What the task asks →
Reproduce exactly, and only, the lines below from the one containing "Target: stone rampart" through the one containing "[(186, 476)]".

Given information →
::::
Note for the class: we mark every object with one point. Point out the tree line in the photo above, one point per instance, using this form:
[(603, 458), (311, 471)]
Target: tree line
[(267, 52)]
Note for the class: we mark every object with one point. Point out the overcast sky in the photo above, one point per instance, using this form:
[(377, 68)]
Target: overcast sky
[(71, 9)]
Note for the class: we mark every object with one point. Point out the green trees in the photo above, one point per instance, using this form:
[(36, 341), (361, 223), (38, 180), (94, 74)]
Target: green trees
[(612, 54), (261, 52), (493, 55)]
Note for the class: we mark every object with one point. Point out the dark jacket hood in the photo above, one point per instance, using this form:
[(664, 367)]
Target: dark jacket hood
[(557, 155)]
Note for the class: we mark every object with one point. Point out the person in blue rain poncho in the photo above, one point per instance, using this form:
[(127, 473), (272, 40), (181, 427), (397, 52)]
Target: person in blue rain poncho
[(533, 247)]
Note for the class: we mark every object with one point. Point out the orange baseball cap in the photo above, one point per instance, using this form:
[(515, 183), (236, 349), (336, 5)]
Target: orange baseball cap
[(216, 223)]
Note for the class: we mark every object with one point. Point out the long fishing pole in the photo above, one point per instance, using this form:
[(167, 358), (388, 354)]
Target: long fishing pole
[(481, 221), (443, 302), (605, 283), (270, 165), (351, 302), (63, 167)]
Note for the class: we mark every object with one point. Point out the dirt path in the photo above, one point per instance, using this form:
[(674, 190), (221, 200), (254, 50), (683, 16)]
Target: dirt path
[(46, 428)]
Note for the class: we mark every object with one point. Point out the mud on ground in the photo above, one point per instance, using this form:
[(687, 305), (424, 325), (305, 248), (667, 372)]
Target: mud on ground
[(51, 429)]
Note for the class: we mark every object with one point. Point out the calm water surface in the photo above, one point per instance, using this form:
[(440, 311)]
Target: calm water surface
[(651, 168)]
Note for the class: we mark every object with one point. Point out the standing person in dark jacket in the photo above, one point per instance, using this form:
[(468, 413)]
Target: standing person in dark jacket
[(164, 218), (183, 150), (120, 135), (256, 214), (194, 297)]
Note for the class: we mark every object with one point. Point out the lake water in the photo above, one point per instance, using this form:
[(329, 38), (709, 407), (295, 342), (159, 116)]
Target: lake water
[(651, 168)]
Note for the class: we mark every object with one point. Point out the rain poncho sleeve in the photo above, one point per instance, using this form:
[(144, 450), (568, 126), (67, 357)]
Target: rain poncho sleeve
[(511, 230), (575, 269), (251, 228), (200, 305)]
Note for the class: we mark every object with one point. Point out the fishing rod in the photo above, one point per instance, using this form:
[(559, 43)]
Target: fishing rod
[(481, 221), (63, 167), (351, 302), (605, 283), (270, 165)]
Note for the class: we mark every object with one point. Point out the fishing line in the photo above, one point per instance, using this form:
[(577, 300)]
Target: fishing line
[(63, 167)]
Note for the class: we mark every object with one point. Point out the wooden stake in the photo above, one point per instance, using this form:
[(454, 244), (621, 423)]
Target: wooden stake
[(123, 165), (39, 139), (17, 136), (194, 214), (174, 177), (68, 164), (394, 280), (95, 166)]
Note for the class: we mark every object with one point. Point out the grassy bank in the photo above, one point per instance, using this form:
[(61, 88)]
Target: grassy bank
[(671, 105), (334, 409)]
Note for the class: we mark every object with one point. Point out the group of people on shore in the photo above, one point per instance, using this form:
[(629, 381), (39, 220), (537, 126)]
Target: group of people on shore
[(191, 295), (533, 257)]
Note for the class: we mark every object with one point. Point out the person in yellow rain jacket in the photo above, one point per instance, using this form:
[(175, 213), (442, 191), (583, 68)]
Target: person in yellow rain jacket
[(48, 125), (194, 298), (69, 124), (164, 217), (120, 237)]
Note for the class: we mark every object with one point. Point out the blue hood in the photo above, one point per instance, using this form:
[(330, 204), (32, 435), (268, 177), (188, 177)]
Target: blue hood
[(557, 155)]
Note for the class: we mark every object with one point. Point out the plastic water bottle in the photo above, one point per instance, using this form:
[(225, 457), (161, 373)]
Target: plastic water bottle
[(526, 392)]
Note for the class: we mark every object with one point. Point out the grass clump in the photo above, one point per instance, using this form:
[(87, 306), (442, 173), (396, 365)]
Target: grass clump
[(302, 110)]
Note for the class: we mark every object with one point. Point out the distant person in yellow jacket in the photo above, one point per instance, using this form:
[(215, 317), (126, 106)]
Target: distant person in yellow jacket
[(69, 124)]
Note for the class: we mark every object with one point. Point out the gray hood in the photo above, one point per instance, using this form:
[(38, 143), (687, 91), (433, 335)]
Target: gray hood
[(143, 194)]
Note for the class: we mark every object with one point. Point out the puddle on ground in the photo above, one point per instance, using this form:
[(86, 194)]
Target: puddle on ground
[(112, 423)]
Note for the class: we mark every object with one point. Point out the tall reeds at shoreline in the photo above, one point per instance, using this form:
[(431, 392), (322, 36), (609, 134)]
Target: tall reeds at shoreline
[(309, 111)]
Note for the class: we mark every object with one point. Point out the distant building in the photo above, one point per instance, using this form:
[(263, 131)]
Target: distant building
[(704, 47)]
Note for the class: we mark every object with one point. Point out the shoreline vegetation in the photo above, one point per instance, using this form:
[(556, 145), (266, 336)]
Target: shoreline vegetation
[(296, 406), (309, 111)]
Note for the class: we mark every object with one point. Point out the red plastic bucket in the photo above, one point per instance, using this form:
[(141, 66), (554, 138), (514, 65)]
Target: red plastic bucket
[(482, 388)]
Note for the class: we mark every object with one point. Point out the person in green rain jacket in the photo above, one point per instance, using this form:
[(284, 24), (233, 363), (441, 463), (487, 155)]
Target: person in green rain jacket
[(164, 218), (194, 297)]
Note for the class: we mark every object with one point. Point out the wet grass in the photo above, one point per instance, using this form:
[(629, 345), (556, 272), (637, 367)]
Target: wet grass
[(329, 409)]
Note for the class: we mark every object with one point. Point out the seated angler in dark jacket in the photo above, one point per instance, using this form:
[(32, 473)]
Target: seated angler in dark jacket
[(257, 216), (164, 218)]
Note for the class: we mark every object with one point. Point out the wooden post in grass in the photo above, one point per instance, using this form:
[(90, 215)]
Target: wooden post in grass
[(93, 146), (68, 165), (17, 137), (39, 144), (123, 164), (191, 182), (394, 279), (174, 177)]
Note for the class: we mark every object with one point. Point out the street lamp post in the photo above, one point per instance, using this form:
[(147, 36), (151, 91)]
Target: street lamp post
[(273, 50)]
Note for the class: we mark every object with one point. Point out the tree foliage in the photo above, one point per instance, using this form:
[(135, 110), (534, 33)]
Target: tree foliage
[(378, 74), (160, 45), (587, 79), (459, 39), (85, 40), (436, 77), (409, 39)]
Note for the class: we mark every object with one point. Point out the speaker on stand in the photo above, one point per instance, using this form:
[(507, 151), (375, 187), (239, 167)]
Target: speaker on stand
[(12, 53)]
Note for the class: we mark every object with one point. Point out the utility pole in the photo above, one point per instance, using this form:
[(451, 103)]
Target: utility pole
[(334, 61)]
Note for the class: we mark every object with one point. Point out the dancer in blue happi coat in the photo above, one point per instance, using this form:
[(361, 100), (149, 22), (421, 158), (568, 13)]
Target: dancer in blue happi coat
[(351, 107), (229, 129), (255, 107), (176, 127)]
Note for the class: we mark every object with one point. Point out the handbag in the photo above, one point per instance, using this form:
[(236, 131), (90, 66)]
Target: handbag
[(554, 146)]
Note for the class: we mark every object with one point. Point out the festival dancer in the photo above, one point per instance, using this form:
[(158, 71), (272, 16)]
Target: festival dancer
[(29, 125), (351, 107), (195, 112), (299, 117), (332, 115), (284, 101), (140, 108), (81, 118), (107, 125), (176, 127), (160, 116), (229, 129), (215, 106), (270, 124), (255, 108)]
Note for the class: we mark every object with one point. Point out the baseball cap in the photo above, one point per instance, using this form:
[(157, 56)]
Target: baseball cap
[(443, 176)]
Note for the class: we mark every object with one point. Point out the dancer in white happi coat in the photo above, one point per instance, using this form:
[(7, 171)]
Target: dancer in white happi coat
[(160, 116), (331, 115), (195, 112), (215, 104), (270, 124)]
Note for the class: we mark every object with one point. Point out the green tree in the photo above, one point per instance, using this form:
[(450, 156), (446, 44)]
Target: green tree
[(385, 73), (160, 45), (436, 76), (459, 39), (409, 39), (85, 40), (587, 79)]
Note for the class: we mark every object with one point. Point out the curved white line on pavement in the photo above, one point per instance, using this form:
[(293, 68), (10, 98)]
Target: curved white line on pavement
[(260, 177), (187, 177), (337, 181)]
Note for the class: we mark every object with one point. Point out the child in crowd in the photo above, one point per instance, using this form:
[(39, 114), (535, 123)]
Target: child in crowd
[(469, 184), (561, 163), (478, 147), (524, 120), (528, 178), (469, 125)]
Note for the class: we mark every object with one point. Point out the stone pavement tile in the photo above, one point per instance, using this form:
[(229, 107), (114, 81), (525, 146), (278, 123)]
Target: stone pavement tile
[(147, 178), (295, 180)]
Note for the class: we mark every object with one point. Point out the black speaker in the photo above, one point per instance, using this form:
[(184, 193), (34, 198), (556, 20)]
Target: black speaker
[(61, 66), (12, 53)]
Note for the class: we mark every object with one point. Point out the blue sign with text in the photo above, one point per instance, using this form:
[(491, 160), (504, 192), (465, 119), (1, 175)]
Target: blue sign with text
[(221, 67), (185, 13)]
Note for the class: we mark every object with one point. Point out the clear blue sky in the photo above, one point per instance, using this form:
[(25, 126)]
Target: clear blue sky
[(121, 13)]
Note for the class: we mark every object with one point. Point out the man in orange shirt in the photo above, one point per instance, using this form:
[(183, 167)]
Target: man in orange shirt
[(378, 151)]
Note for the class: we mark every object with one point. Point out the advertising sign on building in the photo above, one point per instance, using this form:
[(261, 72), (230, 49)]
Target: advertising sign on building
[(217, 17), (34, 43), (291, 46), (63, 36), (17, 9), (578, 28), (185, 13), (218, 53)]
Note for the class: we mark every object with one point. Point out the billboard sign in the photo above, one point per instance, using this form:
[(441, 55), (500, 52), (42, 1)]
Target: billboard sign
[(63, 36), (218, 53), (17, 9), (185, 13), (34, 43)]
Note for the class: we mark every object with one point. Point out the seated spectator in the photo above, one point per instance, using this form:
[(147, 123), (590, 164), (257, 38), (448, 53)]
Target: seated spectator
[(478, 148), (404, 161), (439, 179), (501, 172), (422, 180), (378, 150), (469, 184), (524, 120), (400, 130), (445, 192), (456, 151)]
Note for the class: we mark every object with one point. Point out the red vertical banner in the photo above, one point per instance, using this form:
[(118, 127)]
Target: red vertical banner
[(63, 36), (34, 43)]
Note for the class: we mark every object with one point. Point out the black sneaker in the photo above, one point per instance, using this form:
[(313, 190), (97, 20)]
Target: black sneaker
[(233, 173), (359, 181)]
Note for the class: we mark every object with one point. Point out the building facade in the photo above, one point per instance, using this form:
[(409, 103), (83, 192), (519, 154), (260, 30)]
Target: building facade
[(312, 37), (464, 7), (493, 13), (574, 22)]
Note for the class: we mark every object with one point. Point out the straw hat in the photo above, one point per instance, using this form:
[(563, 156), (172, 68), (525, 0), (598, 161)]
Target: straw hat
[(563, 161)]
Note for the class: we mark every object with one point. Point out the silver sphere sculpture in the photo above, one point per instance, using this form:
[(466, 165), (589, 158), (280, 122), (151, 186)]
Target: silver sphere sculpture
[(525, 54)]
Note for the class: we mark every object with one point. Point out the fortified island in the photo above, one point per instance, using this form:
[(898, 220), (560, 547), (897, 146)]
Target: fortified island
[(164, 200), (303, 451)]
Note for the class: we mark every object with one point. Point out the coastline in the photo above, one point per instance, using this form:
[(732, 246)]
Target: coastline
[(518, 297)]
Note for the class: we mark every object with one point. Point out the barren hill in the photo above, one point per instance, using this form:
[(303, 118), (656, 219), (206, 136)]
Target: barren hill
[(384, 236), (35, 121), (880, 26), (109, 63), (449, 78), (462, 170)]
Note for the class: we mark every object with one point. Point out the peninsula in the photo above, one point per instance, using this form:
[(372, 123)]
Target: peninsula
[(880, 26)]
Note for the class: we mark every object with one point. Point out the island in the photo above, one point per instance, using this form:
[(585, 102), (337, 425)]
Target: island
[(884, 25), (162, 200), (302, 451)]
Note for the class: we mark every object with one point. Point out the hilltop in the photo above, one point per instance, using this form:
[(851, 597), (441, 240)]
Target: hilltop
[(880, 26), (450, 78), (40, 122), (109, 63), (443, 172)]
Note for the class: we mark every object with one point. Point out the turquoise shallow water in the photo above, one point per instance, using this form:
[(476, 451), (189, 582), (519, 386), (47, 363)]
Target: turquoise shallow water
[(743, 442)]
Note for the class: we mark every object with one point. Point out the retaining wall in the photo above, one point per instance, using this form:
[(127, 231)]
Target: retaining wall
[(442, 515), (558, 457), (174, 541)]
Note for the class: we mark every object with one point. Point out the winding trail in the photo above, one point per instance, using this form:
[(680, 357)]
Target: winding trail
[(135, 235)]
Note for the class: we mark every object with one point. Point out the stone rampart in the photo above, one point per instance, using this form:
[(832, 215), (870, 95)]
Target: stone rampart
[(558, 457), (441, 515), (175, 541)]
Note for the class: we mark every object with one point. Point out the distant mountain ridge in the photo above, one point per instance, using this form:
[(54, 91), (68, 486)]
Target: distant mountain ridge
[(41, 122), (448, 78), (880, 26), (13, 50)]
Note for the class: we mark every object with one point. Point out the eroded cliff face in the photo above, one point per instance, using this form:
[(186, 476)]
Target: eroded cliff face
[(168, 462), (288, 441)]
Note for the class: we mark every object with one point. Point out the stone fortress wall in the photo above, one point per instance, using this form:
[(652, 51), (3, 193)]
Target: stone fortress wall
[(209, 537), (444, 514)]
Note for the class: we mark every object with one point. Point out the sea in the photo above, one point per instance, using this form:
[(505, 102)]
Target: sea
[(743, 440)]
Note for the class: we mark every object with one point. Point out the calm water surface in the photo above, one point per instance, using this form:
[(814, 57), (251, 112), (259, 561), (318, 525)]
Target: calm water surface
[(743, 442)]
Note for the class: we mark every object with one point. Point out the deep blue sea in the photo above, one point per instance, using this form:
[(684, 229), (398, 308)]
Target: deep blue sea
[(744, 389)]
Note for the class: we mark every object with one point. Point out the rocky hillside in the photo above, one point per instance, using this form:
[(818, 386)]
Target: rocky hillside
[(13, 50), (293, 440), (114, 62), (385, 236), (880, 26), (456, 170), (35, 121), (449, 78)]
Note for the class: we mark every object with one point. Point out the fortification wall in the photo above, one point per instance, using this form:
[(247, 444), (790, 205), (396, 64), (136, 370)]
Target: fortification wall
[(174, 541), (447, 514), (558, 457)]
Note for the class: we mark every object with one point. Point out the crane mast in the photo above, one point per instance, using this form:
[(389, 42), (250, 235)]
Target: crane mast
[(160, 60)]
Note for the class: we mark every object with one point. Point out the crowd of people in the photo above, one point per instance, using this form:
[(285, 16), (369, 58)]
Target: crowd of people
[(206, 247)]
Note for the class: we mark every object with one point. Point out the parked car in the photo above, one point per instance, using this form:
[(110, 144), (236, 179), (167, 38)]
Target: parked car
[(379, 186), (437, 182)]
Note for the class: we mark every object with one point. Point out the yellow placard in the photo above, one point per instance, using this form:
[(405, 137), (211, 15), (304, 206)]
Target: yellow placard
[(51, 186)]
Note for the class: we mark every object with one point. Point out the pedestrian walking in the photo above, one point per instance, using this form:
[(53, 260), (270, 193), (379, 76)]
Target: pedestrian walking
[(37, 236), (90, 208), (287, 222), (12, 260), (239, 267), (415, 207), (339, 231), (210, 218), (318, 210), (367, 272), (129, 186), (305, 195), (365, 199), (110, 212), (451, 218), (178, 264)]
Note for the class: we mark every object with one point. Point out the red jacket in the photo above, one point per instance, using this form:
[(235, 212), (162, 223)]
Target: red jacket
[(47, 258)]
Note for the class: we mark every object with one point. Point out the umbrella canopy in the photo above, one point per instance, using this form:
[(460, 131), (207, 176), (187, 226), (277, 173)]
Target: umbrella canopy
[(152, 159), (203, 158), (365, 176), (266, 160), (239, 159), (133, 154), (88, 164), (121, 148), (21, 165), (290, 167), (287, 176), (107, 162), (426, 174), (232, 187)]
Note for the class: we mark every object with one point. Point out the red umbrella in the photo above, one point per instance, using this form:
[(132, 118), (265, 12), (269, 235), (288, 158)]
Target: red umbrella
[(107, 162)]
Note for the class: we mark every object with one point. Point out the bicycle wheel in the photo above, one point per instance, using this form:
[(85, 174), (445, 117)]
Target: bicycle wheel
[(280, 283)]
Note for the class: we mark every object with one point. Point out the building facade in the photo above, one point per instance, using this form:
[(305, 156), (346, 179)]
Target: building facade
::::
Written solution →
Target: stone rampart
[(558, 457), (441, 515), (175, 541)]
Note for the class: we mark every object with one point. Point out the distant mountain ridge in the photo above, one point per instance, using this form:
[(54, 91), (68, 486)]
Target: distant mountain ridge
[(41, 122), (448, 78), (880, 26), (13, 50)]
Note for the class: we mark every object with one point. Point out the eroded cliff face in the photo above, one point per instance, using this form:
[(186, 476)]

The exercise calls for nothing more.